◆ **Page text**:
* * *
Loss of DNS capabilities after powercycle

Started by 9axqe, January 09, 2025, 02:30:38 PM

Previous topic - Next topic


Today I had a power outage and upon restarting my internet connection was unusable due to this chain of events:

  • Symptom: Only ping from a client on the LAN to Internet was working, that's about it, DNS was not for example. I could ping 1.1.1.1 form any client on the LAN, as an example.
  • The local time on the opnsense router was wrong (multiple years off somehow), NTP was not synchronised.
  • NTP could not synchronise because it could not resolve DNS
  • DNS could not be resolved because AdGuard could not resolve anything public (local DNS entries, "DNS rewrites", were working).
  • the upstream server for AdGuard was Unbound and unbound was unable to resolve anything it seems, there was no DNS lookups on the packet capture of the WAN interface somehow, the request didn't even leave opnsense. I wonder if that was because time was completely wrong on the router (it was suddenly back in May 2022 somehow...).

I did a DNS lookup from the WAN intf (Interfaces > Diagnostics) and that worked fine. But DNS lookup from any client or from any service (AdGuardHome, NTP) seemed to all fail.

I added a public DNS under system > settings > general and the issue went away, once NTP had resynchronised.

I am certain this issue did not exist in the past, anyone else has observed this?

The worst part was that everything was that a lot of services (including DHCP) were very unstable, probably due to the time being totally wrong.

Does the fact it was a power outage and not a controlled reboot has any implications? I regularly restart for updates, but a real cold power cycle, I had not done in many months, maybe a year – hence the question.

In hindsight, using the local DNS service might not have been the smartest idea in terms of resilient design, but I would still like to understand if anyone can make a theory as to what happened.

> The local time on the opnsense router was wrong (multiple years off somehow), NTP was not synchronised.
You might want to test the CMOS battery. The chain of events might have been prevented if the time was kept for the time it was powered off.
* * *
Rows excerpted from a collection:
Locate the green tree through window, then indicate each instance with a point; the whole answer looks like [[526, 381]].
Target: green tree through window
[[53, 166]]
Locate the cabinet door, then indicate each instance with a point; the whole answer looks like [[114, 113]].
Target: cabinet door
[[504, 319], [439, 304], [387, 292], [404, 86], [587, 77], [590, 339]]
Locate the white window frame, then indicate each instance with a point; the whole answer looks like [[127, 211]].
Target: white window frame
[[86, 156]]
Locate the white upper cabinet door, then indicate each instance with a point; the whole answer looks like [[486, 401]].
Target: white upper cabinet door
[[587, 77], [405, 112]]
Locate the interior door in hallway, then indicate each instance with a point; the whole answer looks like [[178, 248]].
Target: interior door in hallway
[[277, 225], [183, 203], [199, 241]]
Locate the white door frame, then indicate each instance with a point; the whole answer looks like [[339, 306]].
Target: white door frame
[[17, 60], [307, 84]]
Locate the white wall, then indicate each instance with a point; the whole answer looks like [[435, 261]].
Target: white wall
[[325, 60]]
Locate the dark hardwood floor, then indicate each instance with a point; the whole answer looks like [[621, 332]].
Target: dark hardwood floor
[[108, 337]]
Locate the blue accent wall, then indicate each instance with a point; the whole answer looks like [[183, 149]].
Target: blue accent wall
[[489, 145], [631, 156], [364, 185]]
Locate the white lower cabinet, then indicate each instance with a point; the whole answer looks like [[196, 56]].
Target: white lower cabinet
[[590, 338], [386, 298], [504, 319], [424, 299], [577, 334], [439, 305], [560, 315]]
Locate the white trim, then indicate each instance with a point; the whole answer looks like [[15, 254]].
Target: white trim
* * *
◆ **Problems to work on**:
**a.** Summarize the forum thread in two sentences.
**b.** Answer these questions from the forum thread:
(i) Which address could be pinged from any client on the LAN?
(ii) Under which menu path was a public DNS server added?
(iii) What does the reply suggest testing?
The rows are not needed for any of this work.

◆ **Exercise results**:
**a.** After a power outage, the OPNsense router's clock was years off and NTP could not synchronize because DNS lookups failed: AdGuard could not resolve public names, and its upstream server, Unbound, sent no requests out of the router. Adding a public DNS server under system > settings > general made the issue go away once NTP had resynchronized, and a reply suggests testing the CMOS battery.

**b.**
(i) 1.1.1.1
(ii) System > settings > general
(iii) The CMOS battery